# What to produce:
Reproduce every one of the rows below word for word, but omit the pictures.

┄┄┄┄┄┄┄┄┄┄┄┄┄┄┄┄┄┄┄┄

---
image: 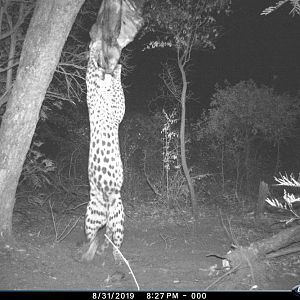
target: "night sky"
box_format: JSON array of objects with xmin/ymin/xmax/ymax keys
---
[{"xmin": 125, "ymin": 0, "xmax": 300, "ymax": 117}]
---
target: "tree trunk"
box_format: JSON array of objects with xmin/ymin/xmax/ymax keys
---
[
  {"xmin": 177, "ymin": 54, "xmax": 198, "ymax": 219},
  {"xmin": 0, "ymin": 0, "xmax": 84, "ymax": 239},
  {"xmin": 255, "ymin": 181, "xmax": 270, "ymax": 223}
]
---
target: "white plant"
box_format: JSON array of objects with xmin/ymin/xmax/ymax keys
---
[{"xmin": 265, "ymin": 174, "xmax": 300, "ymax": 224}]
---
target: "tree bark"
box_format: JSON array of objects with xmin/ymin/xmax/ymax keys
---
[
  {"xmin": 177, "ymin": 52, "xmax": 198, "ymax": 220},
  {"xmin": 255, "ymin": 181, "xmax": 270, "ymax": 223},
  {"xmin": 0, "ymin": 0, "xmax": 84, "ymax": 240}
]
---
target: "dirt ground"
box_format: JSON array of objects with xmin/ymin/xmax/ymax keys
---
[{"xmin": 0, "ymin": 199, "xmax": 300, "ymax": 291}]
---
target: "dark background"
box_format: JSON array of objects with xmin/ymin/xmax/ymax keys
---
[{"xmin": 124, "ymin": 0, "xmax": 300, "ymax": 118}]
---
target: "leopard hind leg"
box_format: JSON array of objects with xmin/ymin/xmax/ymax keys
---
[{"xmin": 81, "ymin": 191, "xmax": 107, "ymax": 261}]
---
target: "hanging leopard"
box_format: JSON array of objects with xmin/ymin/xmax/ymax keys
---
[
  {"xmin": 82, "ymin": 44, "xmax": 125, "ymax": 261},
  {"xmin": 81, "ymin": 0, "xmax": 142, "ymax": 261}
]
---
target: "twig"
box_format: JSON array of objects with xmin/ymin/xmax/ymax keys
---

┄┄┄┄┄┄┄┄┄┄┄┄┄┄┄┄┄┄┄┄

# Solution for this exercise:
---
image: 
target: "night sky"
box_format: JSON array of objects with xmin/ymin/xmax/ymax keys
---
[{"xmin": 125, "ymin": 0, "xmax": 300, "ymax": 117}]
---
target: "tree trunk"
box_format: JSON array of objects with xmin/ymin/xmax/ymax keys
---
[
  {"xmin": 177, "ymin": 54, "xmax": 198, "ymax": 219},
  {"xmin": 0, "ymin": 0, "xmax": 84, "ymax": 239},
  {"xmin": 255, "ymin": 181, "xmax": 270, "ymax": 223}
]
---
target: "white plant"
box_format: JSON array of objects with xmin/ymin/xmax/ymax keys
---
[{"xmin": 265, "ymin": 174, "xmax": 300, "ymax": 224}]
---
target: "tree bark"
box_format: JSON array of objects with xmin/ymin/xmax/ymax keys
---
[
  {"xmin": 177, "ymin": 52, "xmax": 198, "ymax": 220},
  {"xmin": 255, "ymin": 181, "xmax": 270, "ymax": 223},
  {"xmin": 0, "ymin": 0, "xmax": 84, "ymax": 240}
]
---
target: "dirt ground"
box_format: JSON array of objects with xmin/ymin/xmax/ymax keys
---
[{"xmin": 0, "ymin": 199, "xmax": 300, "ymax": 291}]
---
target: "dark background"
box_format: JSON array of objects with xmin/ymin/xmax/ymax keys
---
[{"xmin": 124, "ymin": 0, "xmax": 300, "ymax": 118}]
---
target: "leopard hind leg"
box_format: JSON array of objects with xmin/ymin/xmax/ymax keys
---
[{"xmin": 81, "ymin": 191, "xmax": 107, "ymax": 261}]
---
target: "hanging leopard"
box_format: JSON array of objects with xmin/ymin/xmax/ymax keys
---
[
  {"xmin": 82, "ymin": 44, "xmax": 125, "ymax": 261},
  {"xmin": 81, "ymin": 0, "xmax": 142, "ymax": 261}
]
---
target: "twig"
box_format: JSON array of objects with xmin/ymin/xmax/ymax keys
---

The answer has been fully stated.